[AIM] Below is a set of entries. Reproduce exactly the lines from the one containing "Place a point on every instance of the green foliage" through the end, both included.

[RECORD SET]
-*-

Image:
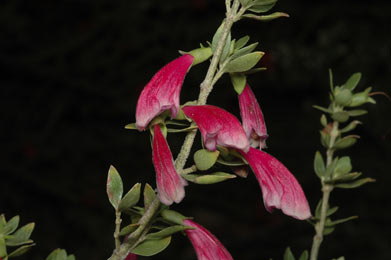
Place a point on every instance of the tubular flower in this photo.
(169, 184)
(280, 189)
(218, 126)
(206, 245)
(252, 118)
(162, 92)
(131, 257)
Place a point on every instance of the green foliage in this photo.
(114, 187)
(11, 236)
(131, 198)
(210, 178)
(205, 159)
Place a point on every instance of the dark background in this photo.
(71, 72)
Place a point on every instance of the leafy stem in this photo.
(326, 189)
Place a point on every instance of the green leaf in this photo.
(288, 255)
(358, 112)
(131, 126)
(128, 229)
(131, 198)
(244, 51)
(304, 255)
(319, 165)
(341, 116)
(149, 196)
(57, 254)
(167, 232)
(345, 142)
(343, 166)
(205, 159)
(231, 163)
(328, 230)
(200, 55)
(21, 236)
(3, 248)
(245, 2)
(331, 211)
(151, 247)
(353, 81)
(326, 110)
(354, 184)
(325, 139)
(173, 216)
(11, 225)
(241, 42)
(238, 81)
(71, 257)
(209, 178)
(244, 63)
(262, 6)
(2, 222)
(216, 39)
(351, 126)
(21, 250)
(343, 97)
(114, 187)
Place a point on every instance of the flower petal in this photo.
(252, 118)
(162, 92)
(218, 127)
(169, 184)
(206, 245)
(280, 189)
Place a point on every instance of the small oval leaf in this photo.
(205, 159)
(114, 187)
(131, 198)
(244, 63)
(151, 247)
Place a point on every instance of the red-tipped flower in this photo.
(252, 118)
(280, 188)
(131, 257)
(162, 92)
(218, 127)
(169, 184)
(206, 245)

-*-

[COMPLETED TASK]
Place a point on every instance of the green foliage in this photo.
(114, 187)
(11, 236)
(131, 198)
(210, 178)
(205, 159)
Place a point on every instance of the dark background in this photo.
(71, 72)
Place a point on every instance of the leafy stem in this photo.
(326, 189)
Place a point on every instance of the green leaf in this photo.
(288, 255)
(358, 112)
(131, 126)
(128, 229)
(131, 198)
(244, 51)
(304, 255)
(319, 165)
(341, 116)
(149, 196)
(57, 254)
(167, 232)
(345, 142)
(343, 166)
(205, 159)
(231, 163)
(328, 230)
(200, 55)
(21, 236)
(3, 248)
(245, 2)
(331, 211)
(151, 247)
(353, 81)
(326, 110)
(354, 184)
(325, 139)
(173, 216)
(11, 225)
(241, 42)
(238, 81)
(71, 257)
(209, 178)
(244, 63)
(262, 6)
(2, 222)
(216, 39)
(351, 126)
(21, 250)
(343, 97)
(114, 187)
Place a point on every instance of the flower petal in this photo.
(252, 118)
(162, 92)
(218, 127)
(169, 184)
(206, 245)
(280, 189)
Place a point on every instance of the small oval leaf in this photo.
(205, 159)
(114, 187)
(131, 198)
(244, 63)
(151, 247)
Place a point on every instance of the red-tipped flower in this photo.
(252, 118)
(280, 188)
(131, 257)
(162, 92)
(218, 127)
(169, 184)
(206, 245)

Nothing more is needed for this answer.